DOCUMENT SEGMENT:
2. Still, it’s important to note that this was the Donald Trump his supporters were hoping would show up ever since they started voting for him in the primaries. The first debate was a let down for them because he didn’t get personal.  Last night, he corrected that disappointment. He gave voice to internet chat rooms across the country; their avatar of anger showed up. Moreover, someone clearly taught Trump the art of the pivot, though instead of a paintbrush he’s more of a cudgel man. Compared to the first debate, he was much more prepared to go on the offensive this time around. He criticized Obama-Clinton with nearly every diatribe, succeeding more as a prosecutor of them than as a defendant of his own past.

3. That’s not to say Trump had what we can call a “good” debate. Such a description is only apt if we at the same time recognize just how lowered his bar has become. After all, in 90 minutes, he admitted he didn’t pay federal income taxes; threatened to jail his political opponent; described said political opponent as having “tremendous hate in her heart”; was clearly clueless about Aleppo (an astonishing ignorance considering the ridicule Libertarian candidate Gary Johnson received over it); openly disagreed with his own vice president on the minor issue of foreign policy; and tried to normalize boys’ club jocularity on sexual assault and rape culture.

4. Oh, can I talk about that last one, please? Thanks! Trump’s plan to survive his vulgar caught-on-tape moment is two-fold:

  • 1) The “Boys Will Be Boys” Doctrine, which this weekend was amended to include the just as infuriating “Locker Room Talk” Corollary. While we’ve all probably said things we’re grateful weren’t taped, I, and surely most of you, have never joked about forcing ourselves — and bragging about such force — onto women by grabbing their genitals. To lump the rest of us men into his defense was presumptive and, despite his apology, a rejection of personal responsibility.

INFORMATION PROVIDED:
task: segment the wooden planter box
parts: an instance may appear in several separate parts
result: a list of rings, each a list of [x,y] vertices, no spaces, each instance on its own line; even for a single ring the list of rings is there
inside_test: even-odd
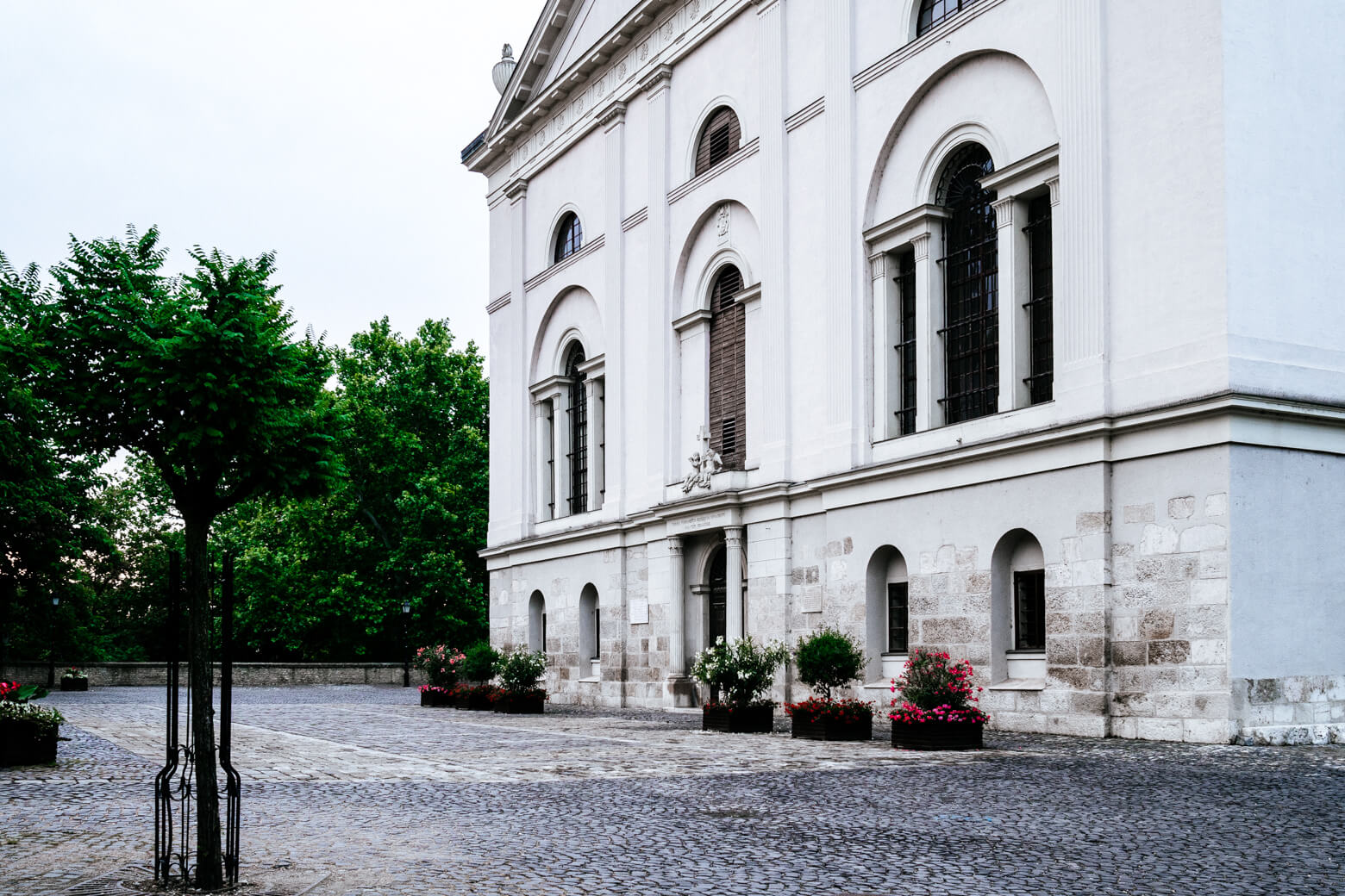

WRITTEN REQUEST: Transcribe the full debate commentary word for word, with no changes. Work only from the debate commentary and ignore the listing.

TASK RESULT:
2. Still, it’s important to note that this was the Donald Trump his supporters were hoping would show up ever since they started voting for him in the primaries. The first debate was a let down for them because he didn’t get personal.  Last night, he corrected that disappointment. He gave voice to internet chat rooms across the country; their avatar of anger showed up. Moreover, someone clearly taught Trump the art of the pivot, though instead of a paintbrush he’s more of a cudgel man. Compared to the first debate, he was much more prepared to go on the offensive this time around. He criticized Obama-Clinton with nearly every diatribe, succeeding more as a prosecutor of them than as a defendant of his own past.

3. That’s not to say Trump had what we can call a “good” debate. Such a description is only apt if we at the same time recognize just how lowered his bar has become. After all, in 90 minutes, he admitted he didn’t pay federal income taxes; threatened to jail his political opponent; described said political opponent as having “tremendous hate in her heart”; was clearly clueless about Aleppo (an astonishing ignorance considering the ridicule Libertarian candidate Gary Johnson received over it); openly disagreed with his own vice president on the minor issue of foreign policy; and tried to normalize boys’ club jocularity on sexual assault and rape culture.

4. Oh, can I talk about that last one, please? Thanks! Trump’s plan to survive his vulgar caught-on-tape moment is two-fold:

  • 1) The “Boys Will Be Boys” Doctrine, which this weekend was amended to include the just as infuriating “Locker Room Talk” Corollary. While we’ve all probably said things we’re grateful weren’t taped, I, and surely most of you, have never joked about forcing ourselves — and bragging about such force — onto women by grabbing their genitals. To lump the rest of us men into his defense was presumptive and, despite his apology, a rejection of personal responsibility.